Dataset extract start
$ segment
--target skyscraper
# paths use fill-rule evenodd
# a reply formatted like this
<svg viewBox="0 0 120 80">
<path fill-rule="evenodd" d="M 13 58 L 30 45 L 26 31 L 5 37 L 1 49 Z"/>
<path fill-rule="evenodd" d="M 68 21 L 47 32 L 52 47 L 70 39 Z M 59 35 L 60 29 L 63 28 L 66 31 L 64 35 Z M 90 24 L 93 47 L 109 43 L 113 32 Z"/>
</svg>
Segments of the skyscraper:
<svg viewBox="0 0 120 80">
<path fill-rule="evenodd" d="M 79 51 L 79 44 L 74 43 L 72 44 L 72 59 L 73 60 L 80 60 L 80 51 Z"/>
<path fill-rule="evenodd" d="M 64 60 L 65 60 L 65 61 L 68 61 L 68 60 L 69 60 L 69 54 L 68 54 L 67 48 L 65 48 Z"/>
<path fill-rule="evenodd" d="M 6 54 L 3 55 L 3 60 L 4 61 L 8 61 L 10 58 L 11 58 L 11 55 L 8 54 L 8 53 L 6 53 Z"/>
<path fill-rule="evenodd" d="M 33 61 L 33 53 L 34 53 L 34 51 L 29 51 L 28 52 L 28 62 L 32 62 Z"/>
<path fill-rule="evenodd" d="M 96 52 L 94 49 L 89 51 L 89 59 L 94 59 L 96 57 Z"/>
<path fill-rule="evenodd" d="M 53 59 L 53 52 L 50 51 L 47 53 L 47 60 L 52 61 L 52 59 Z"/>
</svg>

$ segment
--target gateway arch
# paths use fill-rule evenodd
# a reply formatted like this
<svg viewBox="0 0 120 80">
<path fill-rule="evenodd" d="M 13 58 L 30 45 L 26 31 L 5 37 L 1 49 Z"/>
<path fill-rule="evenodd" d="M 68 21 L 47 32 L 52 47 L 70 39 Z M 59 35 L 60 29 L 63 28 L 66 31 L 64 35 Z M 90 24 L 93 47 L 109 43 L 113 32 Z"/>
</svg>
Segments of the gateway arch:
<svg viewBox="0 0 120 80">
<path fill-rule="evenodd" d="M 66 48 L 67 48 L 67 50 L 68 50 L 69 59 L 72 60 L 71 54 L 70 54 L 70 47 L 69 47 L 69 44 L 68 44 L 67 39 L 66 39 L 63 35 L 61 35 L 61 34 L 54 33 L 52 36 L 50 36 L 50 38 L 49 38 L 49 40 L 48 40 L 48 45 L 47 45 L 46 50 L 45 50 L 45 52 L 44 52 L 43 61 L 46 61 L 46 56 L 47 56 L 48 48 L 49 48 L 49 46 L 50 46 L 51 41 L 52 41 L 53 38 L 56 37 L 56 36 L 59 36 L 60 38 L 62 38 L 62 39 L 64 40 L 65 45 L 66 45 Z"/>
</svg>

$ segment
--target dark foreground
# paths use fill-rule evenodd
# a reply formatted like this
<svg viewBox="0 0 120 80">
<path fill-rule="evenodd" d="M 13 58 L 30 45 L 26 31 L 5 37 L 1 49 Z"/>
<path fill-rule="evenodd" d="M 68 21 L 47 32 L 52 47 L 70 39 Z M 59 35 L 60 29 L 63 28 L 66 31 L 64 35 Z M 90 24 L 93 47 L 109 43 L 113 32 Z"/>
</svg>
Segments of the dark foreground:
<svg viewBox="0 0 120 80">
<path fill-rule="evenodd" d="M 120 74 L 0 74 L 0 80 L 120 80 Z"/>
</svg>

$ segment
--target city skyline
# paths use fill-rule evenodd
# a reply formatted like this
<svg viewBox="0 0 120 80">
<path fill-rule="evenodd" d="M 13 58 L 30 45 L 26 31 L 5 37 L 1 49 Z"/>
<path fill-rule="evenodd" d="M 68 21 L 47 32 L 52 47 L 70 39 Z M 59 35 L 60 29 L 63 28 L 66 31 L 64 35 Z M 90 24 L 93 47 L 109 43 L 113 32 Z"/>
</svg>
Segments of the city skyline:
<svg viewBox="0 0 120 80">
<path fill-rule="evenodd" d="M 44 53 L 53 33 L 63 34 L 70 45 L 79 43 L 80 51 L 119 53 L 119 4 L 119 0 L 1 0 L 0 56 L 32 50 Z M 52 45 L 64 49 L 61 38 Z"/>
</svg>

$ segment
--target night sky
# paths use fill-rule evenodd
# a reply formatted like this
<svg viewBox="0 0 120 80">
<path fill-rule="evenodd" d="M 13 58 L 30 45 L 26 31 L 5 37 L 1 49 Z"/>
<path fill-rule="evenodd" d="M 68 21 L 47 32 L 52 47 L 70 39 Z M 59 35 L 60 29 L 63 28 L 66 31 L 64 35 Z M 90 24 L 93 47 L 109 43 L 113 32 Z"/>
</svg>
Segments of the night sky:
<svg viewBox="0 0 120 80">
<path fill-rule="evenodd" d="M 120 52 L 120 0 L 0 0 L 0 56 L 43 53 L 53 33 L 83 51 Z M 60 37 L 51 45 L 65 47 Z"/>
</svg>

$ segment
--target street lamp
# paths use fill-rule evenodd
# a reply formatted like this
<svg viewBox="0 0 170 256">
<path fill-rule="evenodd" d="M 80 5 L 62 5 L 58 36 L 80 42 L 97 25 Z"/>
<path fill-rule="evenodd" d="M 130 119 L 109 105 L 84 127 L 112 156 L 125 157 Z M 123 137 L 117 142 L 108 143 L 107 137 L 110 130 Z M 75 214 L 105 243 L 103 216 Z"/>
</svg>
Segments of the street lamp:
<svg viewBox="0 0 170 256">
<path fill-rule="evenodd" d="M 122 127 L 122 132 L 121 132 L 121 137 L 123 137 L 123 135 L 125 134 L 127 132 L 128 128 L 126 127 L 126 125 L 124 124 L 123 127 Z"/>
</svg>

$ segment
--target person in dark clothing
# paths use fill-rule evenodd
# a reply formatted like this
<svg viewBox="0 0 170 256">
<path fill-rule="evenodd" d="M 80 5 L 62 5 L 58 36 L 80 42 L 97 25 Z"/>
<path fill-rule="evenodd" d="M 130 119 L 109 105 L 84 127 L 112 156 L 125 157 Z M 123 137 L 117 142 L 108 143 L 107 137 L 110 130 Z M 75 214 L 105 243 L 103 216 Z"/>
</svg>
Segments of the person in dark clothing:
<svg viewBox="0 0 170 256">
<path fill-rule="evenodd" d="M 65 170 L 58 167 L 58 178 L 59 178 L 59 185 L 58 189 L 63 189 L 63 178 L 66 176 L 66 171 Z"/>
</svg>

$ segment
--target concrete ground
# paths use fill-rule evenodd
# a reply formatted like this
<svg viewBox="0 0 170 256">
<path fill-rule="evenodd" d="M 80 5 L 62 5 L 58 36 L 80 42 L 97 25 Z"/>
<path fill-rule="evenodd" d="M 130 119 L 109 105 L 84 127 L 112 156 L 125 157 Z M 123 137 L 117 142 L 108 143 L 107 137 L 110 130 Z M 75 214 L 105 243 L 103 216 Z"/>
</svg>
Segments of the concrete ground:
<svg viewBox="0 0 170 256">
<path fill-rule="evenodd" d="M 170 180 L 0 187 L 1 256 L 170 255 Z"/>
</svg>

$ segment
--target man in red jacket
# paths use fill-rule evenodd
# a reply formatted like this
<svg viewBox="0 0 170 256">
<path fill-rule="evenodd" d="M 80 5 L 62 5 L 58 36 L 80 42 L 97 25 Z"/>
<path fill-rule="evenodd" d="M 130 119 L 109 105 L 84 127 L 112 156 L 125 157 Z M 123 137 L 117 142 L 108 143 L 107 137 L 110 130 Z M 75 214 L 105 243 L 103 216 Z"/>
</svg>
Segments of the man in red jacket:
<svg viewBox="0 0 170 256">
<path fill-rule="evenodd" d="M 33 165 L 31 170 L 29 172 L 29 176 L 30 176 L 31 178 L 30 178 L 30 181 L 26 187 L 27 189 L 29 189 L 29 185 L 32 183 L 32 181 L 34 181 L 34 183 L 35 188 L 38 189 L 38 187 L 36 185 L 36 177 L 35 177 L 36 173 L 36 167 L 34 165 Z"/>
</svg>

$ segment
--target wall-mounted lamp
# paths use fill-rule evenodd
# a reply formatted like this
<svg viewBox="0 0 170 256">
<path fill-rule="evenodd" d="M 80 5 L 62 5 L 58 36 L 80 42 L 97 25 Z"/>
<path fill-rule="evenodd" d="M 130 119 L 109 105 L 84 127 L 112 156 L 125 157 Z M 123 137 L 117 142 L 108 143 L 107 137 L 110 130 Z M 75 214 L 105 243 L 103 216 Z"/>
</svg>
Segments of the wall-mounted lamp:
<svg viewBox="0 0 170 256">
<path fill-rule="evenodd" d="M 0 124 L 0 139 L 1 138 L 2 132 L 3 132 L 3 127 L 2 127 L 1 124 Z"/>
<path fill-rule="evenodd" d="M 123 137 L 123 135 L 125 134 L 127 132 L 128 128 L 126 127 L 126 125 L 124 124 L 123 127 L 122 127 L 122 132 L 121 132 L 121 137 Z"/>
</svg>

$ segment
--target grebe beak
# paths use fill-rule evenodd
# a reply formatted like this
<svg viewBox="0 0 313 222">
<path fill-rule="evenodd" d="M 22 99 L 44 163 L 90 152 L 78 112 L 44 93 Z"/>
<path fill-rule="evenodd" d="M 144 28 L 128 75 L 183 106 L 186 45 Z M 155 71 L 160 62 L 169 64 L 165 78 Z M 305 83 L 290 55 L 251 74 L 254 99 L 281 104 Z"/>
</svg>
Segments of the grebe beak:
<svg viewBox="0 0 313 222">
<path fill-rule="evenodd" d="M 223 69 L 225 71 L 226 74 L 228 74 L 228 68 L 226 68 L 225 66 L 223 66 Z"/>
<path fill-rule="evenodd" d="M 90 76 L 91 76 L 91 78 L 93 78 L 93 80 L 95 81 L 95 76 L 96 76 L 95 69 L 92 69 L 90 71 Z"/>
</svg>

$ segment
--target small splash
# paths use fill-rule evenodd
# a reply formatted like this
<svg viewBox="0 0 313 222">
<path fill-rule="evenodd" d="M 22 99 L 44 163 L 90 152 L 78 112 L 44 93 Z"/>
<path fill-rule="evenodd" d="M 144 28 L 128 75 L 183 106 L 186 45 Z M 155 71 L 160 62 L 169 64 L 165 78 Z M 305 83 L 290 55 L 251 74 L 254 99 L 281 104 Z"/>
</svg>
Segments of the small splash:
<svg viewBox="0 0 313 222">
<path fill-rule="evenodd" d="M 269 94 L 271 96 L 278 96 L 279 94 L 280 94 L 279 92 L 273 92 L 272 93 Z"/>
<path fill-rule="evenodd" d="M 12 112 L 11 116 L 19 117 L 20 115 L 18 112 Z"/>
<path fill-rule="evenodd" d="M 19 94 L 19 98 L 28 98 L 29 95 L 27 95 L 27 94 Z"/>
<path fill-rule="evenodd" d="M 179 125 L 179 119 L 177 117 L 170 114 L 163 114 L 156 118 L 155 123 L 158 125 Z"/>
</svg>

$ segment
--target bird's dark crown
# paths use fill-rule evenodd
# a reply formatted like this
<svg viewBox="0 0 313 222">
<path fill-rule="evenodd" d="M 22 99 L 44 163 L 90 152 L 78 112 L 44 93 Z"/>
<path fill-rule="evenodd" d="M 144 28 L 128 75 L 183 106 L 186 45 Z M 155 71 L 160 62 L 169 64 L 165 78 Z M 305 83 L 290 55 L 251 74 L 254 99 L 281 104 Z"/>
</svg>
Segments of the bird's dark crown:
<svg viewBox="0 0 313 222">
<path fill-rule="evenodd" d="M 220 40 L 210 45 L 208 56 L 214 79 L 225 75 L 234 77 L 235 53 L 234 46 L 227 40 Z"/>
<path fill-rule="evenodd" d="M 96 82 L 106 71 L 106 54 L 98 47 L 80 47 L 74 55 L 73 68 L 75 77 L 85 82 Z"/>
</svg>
Dataset extract end
Dataset extract start
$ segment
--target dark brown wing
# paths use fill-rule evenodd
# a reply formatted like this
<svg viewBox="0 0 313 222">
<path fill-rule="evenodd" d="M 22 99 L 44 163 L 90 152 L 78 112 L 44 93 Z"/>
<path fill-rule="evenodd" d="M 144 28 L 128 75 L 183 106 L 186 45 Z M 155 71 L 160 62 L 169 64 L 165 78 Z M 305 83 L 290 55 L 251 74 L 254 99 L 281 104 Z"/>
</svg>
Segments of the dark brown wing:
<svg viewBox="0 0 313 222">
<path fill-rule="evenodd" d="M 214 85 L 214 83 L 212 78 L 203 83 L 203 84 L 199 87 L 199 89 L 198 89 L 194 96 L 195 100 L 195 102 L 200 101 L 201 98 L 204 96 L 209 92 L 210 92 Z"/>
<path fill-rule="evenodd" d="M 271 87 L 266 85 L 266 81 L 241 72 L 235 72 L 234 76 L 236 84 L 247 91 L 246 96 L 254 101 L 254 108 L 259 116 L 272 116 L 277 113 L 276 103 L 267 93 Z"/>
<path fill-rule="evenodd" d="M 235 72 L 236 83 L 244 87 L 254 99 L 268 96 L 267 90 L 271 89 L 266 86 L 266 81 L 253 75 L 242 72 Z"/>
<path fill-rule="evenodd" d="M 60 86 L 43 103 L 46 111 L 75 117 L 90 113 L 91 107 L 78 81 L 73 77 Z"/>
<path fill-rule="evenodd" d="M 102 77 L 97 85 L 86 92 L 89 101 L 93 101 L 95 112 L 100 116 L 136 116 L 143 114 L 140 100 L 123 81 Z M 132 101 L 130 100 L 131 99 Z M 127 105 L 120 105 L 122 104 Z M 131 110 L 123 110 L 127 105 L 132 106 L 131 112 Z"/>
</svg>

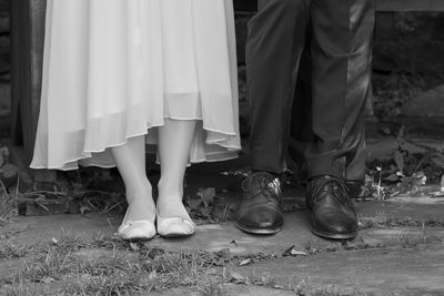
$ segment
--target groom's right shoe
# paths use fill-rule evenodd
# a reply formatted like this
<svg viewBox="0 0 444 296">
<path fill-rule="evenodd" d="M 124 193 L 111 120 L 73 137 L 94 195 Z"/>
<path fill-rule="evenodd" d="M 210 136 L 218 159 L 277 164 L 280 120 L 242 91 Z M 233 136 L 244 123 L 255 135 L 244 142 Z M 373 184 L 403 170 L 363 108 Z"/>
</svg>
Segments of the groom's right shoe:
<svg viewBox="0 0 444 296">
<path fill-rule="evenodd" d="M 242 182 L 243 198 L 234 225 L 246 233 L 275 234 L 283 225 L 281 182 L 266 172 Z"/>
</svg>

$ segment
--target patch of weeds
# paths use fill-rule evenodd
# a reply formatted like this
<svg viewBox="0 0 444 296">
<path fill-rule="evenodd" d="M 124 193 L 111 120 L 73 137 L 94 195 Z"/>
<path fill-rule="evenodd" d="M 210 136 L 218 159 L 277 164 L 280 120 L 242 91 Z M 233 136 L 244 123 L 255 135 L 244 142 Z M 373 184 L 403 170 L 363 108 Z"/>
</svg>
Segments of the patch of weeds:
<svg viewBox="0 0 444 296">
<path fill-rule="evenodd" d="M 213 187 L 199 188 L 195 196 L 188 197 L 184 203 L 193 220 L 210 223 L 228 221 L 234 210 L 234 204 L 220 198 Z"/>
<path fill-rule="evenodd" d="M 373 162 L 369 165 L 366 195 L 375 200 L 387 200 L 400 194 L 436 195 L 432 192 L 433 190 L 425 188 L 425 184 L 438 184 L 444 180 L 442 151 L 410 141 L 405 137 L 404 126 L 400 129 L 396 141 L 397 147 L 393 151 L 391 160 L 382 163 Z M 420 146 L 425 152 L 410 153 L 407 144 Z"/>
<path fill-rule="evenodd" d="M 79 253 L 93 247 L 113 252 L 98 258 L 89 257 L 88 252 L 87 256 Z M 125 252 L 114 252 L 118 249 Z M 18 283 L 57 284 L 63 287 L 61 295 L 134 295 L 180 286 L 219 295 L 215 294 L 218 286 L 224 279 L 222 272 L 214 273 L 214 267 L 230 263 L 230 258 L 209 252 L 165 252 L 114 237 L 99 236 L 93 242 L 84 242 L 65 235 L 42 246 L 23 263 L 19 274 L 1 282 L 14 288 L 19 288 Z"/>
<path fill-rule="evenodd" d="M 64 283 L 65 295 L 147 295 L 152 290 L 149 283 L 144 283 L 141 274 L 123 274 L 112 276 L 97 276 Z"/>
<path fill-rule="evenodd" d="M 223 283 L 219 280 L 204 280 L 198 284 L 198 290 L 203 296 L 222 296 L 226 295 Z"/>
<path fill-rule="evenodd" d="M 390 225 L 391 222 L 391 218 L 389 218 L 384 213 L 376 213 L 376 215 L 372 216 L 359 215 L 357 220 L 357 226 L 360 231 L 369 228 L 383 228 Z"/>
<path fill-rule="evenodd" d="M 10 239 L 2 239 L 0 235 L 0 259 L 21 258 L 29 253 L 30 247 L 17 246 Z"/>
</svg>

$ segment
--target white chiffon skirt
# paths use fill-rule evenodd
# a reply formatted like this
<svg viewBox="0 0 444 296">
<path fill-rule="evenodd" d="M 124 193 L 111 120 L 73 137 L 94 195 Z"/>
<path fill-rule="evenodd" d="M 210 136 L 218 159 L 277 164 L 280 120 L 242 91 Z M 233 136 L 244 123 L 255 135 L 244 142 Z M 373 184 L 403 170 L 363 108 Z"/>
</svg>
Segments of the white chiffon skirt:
Dataset extract end
Dataset extract start
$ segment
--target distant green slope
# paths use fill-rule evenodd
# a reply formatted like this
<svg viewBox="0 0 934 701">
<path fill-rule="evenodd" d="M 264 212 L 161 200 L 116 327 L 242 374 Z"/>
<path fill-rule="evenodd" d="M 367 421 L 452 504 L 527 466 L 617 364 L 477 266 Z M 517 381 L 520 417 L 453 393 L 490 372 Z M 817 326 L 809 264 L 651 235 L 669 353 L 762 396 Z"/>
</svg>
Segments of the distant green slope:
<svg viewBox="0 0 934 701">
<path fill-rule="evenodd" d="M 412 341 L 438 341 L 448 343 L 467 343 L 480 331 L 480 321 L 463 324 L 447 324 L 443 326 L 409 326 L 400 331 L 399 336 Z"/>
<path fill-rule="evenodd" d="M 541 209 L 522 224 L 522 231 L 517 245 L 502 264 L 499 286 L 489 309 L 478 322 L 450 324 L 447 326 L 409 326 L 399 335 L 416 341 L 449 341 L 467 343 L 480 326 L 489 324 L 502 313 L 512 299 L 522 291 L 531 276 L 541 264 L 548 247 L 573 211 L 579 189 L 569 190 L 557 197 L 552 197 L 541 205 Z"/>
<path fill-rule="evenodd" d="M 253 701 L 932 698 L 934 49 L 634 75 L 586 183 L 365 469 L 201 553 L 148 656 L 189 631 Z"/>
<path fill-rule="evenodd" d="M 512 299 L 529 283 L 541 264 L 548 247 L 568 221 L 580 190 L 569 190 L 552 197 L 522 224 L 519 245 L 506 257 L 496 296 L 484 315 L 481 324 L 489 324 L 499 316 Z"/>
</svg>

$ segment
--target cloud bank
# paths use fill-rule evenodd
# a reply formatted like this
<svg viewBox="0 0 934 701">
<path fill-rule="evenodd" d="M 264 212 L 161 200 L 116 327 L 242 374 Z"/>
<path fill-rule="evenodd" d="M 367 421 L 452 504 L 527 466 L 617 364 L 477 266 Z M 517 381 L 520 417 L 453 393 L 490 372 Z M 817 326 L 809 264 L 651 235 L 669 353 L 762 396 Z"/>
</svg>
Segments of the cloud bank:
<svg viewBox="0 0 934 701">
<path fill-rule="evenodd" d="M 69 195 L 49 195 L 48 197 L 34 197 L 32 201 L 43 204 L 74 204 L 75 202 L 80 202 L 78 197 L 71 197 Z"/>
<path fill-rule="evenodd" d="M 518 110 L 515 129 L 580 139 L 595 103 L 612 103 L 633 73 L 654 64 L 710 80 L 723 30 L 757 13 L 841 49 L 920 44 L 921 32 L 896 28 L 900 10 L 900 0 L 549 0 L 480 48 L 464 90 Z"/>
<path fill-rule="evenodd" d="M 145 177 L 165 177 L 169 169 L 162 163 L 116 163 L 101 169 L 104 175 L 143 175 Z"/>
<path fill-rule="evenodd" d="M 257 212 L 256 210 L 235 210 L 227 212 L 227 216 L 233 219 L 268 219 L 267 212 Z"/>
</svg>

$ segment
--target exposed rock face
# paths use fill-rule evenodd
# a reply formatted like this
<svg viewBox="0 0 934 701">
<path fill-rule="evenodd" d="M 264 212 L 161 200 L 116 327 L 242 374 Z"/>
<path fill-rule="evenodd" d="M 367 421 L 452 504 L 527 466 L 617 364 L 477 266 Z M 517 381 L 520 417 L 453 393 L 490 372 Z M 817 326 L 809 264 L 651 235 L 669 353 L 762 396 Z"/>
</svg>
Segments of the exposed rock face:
Dataset extract end
Your objective: Copy out every line of the records above that contains the string "rock", matching its case exactly.

Expected output:
--target exposed rock face
Segments of the exposed rock face:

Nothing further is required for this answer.